Referring expression data:
□ □ □ □ □ □ □

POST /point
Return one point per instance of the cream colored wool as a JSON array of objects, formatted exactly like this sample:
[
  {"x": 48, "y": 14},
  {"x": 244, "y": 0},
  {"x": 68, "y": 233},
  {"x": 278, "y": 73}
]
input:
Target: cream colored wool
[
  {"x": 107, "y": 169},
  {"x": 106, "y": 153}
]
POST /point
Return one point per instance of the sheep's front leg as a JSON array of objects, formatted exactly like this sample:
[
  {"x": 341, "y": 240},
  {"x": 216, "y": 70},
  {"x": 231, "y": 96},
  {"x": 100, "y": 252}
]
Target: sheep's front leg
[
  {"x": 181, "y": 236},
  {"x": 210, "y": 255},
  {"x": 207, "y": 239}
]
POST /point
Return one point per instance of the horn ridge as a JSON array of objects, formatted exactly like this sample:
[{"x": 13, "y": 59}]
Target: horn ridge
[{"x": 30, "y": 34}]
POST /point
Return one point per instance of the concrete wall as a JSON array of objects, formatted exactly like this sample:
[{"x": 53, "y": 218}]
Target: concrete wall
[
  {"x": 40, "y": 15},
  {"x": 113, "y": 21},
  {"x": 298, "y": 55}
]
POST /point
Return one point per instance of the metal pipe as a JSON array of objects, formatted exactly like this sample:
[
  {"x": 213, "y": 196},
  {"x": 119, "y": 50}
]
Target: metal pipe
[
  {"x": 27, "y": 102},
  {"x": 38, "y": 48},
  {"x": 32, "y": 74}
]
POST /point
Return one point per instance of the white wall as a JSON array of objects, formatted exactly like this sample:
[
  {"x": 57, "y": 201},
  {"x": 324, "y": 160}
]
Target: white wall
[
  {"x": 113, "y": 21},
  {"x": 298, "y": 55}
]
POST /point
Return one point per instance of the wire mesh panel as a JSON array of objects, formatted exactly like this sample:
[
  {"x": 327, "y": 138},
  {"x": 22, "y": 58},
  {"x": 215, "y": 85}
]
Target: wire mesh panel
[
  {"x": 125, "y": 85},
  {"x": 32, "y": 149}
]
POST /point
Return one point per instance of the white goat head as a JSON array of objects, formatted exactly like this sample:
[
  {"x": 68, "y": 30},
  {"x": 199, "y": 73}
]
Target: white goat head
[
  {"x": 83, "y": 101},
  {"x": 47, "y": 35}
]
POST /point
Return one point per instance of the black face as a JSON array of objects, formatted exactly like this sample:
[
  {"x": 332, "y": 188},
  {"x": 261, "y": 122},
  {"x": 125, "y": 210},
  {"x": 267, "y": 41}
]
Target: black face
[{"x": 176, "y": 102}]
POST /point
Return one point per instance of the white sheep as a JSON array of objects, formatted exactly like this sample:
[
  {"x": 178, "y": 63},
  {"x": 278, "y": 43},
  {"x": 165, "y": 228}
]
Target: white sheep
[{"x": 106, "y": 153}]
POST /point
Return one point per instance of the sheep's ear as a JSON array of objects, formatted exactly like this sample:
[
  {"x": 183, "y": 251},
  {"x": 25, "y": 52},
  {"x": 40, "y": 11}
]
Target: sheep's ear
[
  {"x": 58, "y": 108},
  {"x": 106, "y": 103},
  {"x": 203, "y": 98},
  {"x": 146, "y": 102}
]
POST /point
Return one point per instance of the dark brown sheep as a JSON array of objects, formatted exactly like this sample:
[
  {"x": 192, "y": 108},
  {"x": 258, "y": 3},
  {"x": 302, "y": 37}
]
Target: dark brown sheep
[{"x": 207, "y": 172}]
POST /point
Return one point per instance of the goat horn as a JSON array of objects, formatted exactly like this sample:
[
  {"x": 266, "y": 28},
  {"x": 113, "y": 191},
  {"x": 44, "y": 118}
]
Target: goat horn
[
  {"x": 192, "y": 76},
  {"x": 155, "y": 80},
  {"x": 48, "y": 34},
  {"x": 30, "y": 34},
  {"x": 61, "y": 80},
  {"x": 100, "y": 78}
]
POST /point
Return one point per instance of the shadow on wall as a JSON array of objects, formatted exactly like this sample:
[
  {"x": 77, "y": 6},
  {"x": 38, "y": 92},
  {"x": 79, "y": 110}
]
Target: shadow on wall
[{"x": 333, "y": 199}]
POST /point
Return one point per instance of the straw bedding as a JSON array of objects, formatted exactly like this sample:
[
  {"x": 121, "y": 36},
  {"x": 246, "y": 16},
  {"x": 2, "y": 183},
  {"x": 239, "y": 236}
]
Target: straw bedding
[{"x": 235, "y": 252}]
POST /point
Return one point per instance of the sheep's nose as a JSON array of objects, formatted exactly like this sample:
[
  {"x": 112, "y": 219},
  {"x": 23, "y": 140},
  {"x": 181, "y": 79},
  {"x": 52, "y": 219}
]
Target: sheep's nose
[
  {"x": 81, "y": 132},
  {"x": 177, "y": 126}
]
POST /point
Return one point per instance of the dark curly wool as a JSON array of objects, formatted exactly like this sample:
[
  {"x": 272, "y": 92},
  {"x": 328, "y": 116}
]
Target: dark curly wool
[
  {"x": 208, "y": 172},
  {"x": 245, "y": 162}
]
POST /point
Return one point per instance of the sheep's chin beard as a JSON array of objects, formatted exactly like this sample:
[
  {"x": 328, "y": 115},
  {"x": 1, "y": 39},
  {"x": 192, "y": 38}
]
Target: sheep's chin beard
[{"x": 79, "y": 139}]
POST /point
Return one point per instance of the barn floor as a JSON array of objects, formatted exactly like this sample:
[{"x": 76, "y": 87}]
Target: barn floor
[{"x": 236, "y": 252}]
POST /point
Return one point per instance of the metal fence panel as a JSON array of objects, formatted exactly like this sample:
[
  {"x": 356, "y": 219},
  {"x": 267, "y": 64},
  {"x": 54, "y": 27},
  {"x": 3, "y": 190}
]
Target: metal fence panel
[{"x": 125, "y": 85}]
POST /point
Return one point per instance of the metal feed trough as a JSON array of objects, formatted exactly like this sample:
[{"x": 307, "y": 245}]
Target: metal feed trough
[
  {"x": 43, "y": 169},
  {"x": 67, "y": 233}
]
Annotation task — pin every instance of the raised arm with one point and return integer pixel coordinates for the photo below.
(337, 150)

□ □ □ □ □ □ □

**TASK ITEM:**
Quote all of the entries verbatim.

**ANSWER SPACE:**
POST /point
Return one point per instance of the cream colored wool as a JSON array of objects, formatted exactly like this sample:
[
  {"x": 48, "y": 14},
  {"x": 244, "y": 0},
  {"x": 68, "y": 233},
  {"x": 278, "y": 73}
]
input:
Target: cream colored wool
[
  {"x": 107, "y": 169},
  {"x": 106, "y": 153}
]
POST /point
Return one point per instance of the sheep's front leg as a JSON array of objects, formatted exactly like this sample:
[
  {"x": 341, "y": 240},
  {"x": 216, "y": 70},
  {"x": 231, "y": 96},
  {"x": 100, "y": 252}
]
Target: sheep's front leg
[
  {"x": 181, "y": 236},
  {"x": 210, "y": 255},
  {"x": 207, "y": 239}
]
POST /point
Return one point per instance of the horn ridge as a JSON array of objects, formatted exactly like this sample:
[{"x": 13, "y": 59}]
Target: horn ridge
[{"x": 30, "y": 34}]
POST /point
Return one point per instance of the concrete wall as a JSON array of objects, formatted exactly like this sample:
[{"x": 53, "y": 218}]
Target: concrete wall
[
  {"x": 40, "y": 15},
  {"x": 113, "y": 21},
  {"x": 298, "y": 55}
]
POST /point
Return one point per instance of the metal pipe as a JSON array of objects, formatted exactly like this sample:
[
  {"x": 213, "y": 196},
  {"x": 119, "y": 50}
]
Target: metal pipe
[
  {"x": 27, "y": 102},
  {"x": 38, "y": 48},
  {"x": 32, "y": 74}
]
POST /point
Return one point per instance of the white wall as a JSON array of objects, formatted exactly like this sample:
[
  {"x": 57, "y": 201},
  {"x": 324, "y": 160}
]
Target: white wall
[
  {"x": 113, "y": 21},
  {"x": 298, "y": 55}
]
POST /point
Return one point per instance of the wire mesh panel as a JSON array of objects, formatted exactly like this sample:
[
  {"x": 327, "y": 138},
  {"x": 22, "y": 58},
  {"x": 215, "y": 85}
]
Target: wire mesh panel
[
  {"x": 125, "y": 85},
  {"x": 32, "y": 149}
]
POST /point
Return one point per instance of the white goat head as a JSON array of objects, formatted exactly like this sample:
[
  {"x": 68, "y": 30},
  {"x": 199, "y": 73}
]
Target: white goat head
[
  {"x": 83, "y": 101},
  {"x": 47, "y": 35}
]
POST /point
Return one point per instance of the black face as a JSON array of objects, formatted exactly like this sample:
[
  {"x": 332, "y": 188},
  {"x": 261, "y": 122},
  {"x": 125, "y": 210},
  {"x": 267, "y": 41}
]
Target: black face
[{"x": 176, "y": 102}]
POST /point
Return one point per instance of the white sheep as a JSON array of objects, formatted exactly like this sample:
[
  {"x": 178, "y": 63},
  {"x": 278, "y": 43},
  {"x": 165, "y": 228}
]
Target: white sheep
[{"x": 106, "y": 153}]
POST /point
Return one point per instance of the sheep's ear as a JSON array of objects, formatted exactly like this sample:
[
  {"x": 183, "y": 251},
  {"x": 25, "y": 52},
  {"x": 40, "y": 11}
]
Target: sheep's ear
[
  {"x": 58, "y": 108},
  {"x": 106, "y": 103},
  {"x": 203, "y": 98},
  {"x": 146, "y": 102}
]
POST /point
Return one point per instance of the dark brown sheep as a JSON array of objects, formatted exactly like this sample:
[
  {"x": 192, "y": 108},
  {"x": 258, "y": 3},
  {"x": 302, "y": 37}
]
Target: dark brown sheep
[{"x": 207, "y": 172}]
POST /point
Return one point per instance of the goat horn as a JSON array of objects, formatted exactly like this sample:
[
  {"x": 266, "y": 28},
  {"x": 113, "y": 191},
  {"x": 44, "y": 118}
]
Target: goat horn
[
  {"x": 192, "y": 76},
  {"x": 155, "y": 80},
  {"x": 48, "y": 34},
  {"x": 30, "y": 34},
  {"x": 61, "y": 80},
  {"x": 100, "y": 78}
]
POST /point
Return one point per instance of the shadow on wall as a JSON array of objects, formatted exactly like this sample:
[
  {"x": 77, "y": 6},
  {"x": 38, "y": 92},
  {"x": 79, "y": 110}
]
Target: shadow on wall
[{"x": 333, "y": 199}]
POST /point
Return one point per instance of the straw bedding as a JSON array of objects, formatted exactly like this sample:
[
  {"x": 121, "y": 36},
  {"x": 246, "y": 16},
  {"x": 2, "y": 183},
  {"x": 239, "y": 236}
]
Target: straw bedding
[{"x": 235, "y": 252}]
POST /point
Return one point per instance of the sheep's nose as a JSON array of objects, formatted exactly like this sample:
[
  {"x": 112, "y": 219},
  {"x": 23, "y": 140},
  {"x": 181, "y": 79},
  {"x": 52, "y": 219}
]
Target: sheep's nose
[
  {"x": 81, "y": 132},
  {"x": 177, "y": 126}
]
POST /point
Return one point per instance of the dark curly wool as a JSON array of objects, formatted exactly like this sample:
[
  {"x": 272, "y": 92},
  {"x": 328, "y": 116}
]
Target: dark curly wool
[
  {"x": 208, "y": 172},
  {"x": 245, "y": 162}
]
POST /point
Return one point per instance of the sheep's chin beard as a JSON array of objects, formatted exactly like this sample:
[
  {"x": 328, "y": 115},
  {"x": 1, "y": 39},
  {"x": 192, "y": 38}
]
Target: sheep's chin beard
[{"x": 79, "y": 139}]
POST /point
Return one point per instance of the barn floor as a JSON array of objects, formatted exactly like this sample:
[{"x": 76, "y": 87}]
Target: barn floor
[{"x": 236, "y": 252}]
POST /point
Return one point per instance of the metal fence panel as a JSON array of objects, formatted exactly like this sample:
[
  {"x": 356, "y": 219},
  {"x": 267, "y": 64},
  {"x": 54, "y": 27},
  {"x": 3, "y": 190}
]
Target: metal fence panel
[{"x": 125, "y": 85}]
POST /point
Return one point per instance of the metal feed trough as a JSON array of objects, formatted exactly like this sample:
[{"x": 307, "y": 245}]
Target: metal feed trough
[
  {"x": 43, "y": 169},
  {"x": 67, "y": 233}
]
Annotation task — pin every instance of the raised arm with one point and return integer pixel coordinates for the photo below.
(337, 150)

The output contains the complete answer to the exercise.